### [EXERCISE DESCRIPTION]
Reproduce the entries below verbatim, beginning at the line that contains "Where can you see the wheel" and ending with the final line of the entries, both included.

### [TASK INPUTS]
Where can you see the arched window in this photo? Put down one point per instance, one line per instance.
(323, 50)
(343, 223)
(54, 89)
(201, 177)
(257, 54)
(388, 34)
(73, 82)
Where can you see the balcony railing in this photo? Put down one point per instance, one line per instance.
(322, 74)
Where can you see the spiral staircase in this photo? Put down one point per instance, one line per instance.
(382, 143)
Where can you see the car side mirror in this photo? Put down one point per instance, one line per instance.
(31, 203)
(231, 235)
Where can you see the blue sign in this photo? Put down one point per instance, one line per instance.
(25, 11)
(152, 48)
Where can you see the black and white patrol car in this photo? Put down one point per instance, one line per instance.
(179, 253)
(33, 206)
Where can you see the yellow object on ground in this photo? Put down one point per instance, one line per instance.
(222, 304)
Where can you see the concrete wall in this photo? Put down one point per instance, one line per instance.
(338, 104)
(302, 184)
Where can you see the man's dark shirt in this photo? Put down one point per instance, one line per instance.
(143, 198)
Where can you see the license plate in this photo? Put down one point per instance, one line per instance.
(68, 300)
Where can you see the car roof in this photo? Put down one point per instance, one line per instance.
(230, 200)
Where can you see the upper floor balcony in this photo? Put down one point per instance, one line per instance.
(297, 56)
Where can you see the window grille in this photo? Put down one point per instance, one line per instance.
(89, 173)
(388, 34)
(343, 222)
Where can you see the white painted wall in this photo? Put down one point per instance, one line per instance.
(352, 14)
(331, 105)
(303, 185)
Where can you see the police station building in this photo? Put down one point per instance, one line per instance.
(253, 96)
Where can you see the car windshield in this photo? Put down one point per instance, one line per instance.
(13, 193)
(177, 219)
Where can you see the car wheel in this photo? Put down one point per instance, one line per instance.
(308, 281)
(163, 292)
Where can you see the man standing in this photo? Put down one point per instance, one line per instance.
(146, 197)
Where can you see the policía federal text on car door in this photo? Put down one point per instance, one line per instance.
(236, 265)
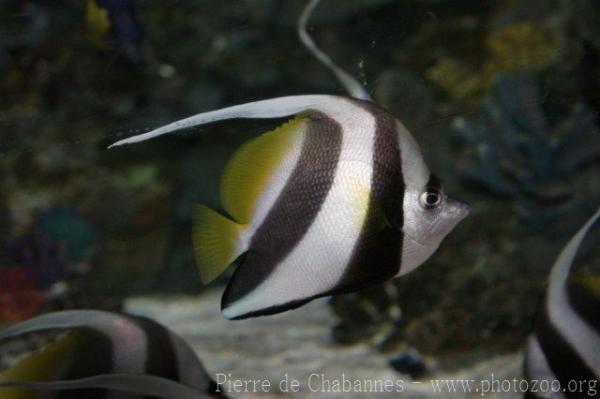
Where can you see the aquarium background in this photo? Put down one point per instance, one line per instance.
(501, 95)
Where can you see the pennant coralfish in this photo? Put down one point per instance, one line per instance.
(564, 350)
(105, 355)
(335, 200)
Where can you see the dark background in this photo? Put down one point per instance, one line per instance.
(501, 95)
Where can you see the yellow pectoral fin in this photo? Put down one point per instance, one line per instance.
(42, 366)
(365, 206)
(216, 242)
(248, 171)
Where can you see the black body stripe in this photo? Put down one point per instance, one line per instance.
(564, 362)
(586, 304)
(377, 254)
(92, 356)
(161, 358)
(583, 299)
(294, 210)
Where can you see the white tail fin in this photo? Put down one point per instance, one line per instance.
(352, 86)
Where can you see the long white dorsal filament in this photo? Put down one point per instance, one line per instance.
(272, 108)
(352, 86)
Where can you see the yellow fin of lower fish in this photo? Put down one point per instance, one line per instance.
(250, 168)
(42, 365)
(215, 242)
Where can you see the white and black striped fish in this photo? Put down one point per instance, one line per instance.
(565, 346)
(333, 201)
(105, 355)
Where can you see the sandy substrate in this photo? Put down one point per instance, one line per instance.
(275, 356)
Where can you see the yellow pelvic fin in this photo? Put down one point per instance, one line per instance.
(216, 242)
(41, 366)
(249, 169)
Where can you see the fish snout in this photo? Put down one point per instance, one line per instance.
(460, 209)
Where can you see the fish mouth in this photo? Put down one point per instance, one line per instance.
(460, 209)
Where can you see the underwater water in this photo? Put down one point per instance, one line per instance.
(501, 97)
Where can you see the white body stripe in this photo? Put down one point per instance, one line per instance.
(582, 337)
(319, 260)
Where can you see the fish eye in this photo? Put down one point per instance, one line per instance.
(430, 199)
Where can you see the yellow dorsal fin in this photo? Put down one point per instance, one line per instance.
(42, 365)
(249, 169)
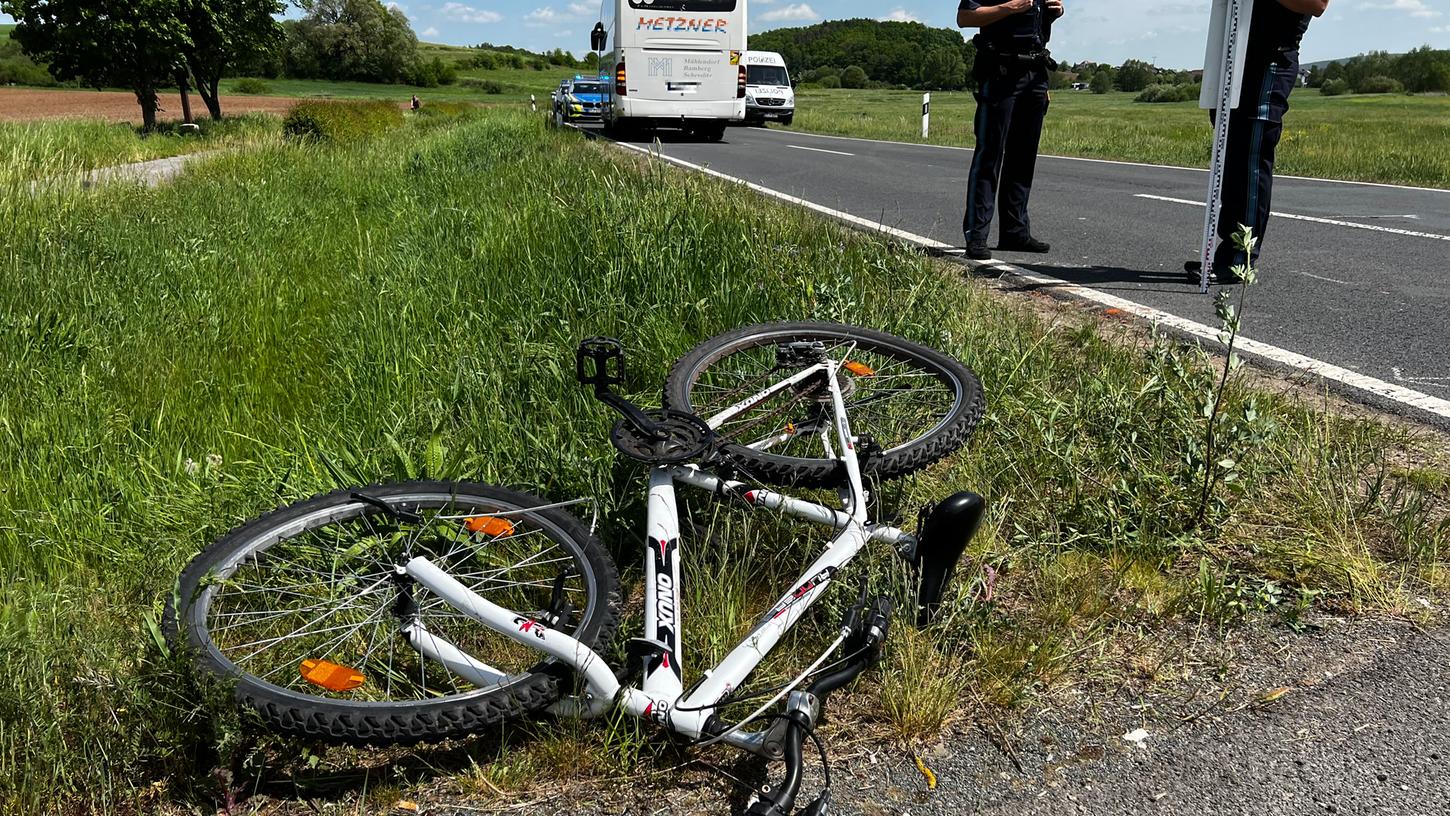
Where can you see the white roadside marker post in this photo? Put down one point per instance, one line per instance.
(1223, 65)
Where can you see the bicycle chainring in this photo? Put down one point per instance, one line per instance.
(688, 438)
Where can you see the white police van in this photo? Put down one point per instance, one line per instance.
(769, 96)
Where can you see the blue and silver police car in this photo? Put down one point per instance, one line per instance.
(582, 99)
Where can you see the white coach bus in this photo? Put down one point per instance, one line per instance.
(673, 63)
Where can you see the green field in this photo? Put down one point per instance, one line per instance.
(1395, 139)
(60, 148)
(179, 360)
(515, 84)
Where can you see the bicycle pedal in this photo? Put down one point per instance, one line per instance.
(599, 363)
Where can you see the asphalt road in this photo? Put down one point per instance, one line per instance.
(1362, 289)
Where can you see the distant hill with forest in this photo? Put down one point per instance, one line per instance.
(864, 52)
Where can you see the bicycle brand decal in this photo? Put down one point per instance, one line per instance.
(664, 608)
(529, 626)
(799, 593)
(659, 710)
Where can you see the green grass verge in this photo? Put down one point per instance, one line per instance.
(511, 84)
(52, 148)
(1395, 139)
(409, 306)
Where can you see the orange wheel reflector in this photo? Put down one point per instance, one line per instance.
(331, 676)
(489, 525)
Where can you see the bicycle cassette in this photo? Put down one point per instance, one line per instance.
(686, 436)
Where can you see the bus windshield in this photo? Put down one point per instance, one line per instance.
(766, 76)
(708, 6)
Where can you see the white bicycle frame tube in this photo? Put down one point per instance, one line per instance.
(660, 696)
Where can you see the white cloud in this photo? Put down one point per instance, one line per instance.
(469, 13)
(1413, 7)
(547, 16)
(792, 12)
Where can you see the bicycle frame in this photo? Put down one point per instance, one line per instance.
(660, 696)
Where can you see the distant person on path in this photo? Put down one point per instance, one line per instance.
(1011, 71)
(1270, 73)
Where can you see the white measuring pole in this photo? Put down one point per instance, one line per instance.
(1223, 67)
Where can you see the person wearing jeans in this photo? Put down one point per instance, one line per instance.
(1270, 74)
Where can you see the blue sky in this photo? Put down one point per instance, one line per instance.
(1167, 32)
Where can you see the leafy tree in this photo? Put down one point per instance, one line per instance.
(131, 44)
(1424, 70)
(224, 35)
(351, 39)
(853, 77)
(943, 70)
(1379, 86)
(1134, 76)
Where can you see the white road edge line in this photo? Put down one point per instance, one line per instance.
(1283, 357)
(1109, 161)
(1331, 222)
(819, 150)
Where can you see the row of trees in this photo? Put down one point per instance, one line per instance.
(869, 54)
(147, 45)
(1423, 70)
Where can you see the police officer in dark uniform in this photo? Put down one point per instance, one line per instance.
(1270, 73)
(1011, 71)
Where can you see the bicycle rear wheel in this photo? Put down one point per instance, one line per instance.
(917, 403)
(305, 609)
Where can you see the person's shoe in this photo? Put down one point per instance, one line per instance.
(1195, 271)
(1024, 245)
(978, 251)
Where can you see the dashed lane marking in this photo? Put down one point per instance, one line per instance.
(819, 150)
(1331, 222)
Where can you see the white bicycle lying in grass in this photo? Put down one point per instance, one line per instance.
(428, 610)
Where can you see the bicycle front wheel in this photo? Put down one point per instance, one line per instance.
(915, 402)
(309, 612)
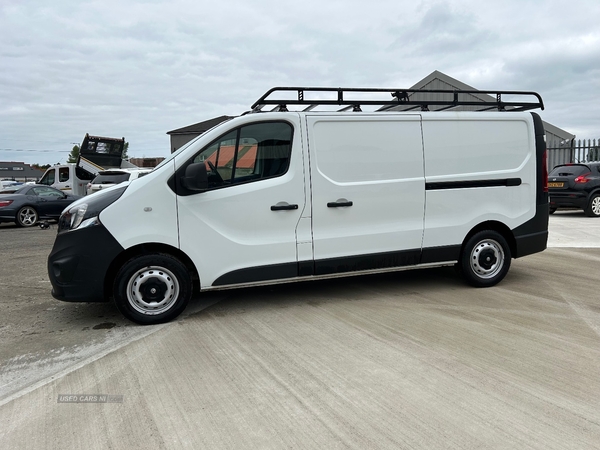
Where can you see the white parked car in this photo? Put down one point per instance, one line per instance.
(107, 178)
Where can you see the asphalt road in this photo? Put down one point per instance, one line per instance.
(411, 360)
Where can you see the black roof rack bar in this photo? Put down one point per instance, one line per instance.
(399, 97)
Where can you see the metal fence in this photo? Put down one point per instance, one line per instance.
(575, 152)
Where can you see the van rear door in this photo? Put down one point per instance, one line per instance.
(368, 191)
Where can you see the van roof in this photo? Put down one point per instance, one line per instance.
(352, 99)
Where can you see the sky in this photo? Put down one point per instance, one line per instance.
(138, 69)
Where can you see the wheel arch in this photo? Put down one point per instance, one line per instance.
(147, 249)
(495, 226)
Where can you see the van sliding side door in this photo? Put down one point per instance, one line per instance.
(368, 191)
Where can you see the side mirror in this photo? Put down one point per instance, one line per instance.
(195, 178)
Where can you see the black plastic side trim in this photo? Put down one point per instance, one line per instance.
(440, 254)
(261, 273)
(472, 184)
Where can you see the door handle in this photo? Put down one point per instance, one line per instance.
(282, 206)
(339, 204)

### [THE RESULT]
Where can you see the wheel arch in this photo? Put down one point per instance, one line per instance.
(147, 249)
(495, 226)
Where can you see the van sliding side door in this photo? Put down one point per instance, one line per instance.
(368, 191)
Where can you see the side mirror in this photo? Put down one point per instance, one line per instance.
(195, 178)
Where can you see the black plastic side trim in this photo? Put down one point per instance, one line per instance.
(440, 254)
(261, 273)
(472, 184)
Where can you see the door handle in this photo? Put down one point per instance, one line per instance.
(282, 206)
(339, 204)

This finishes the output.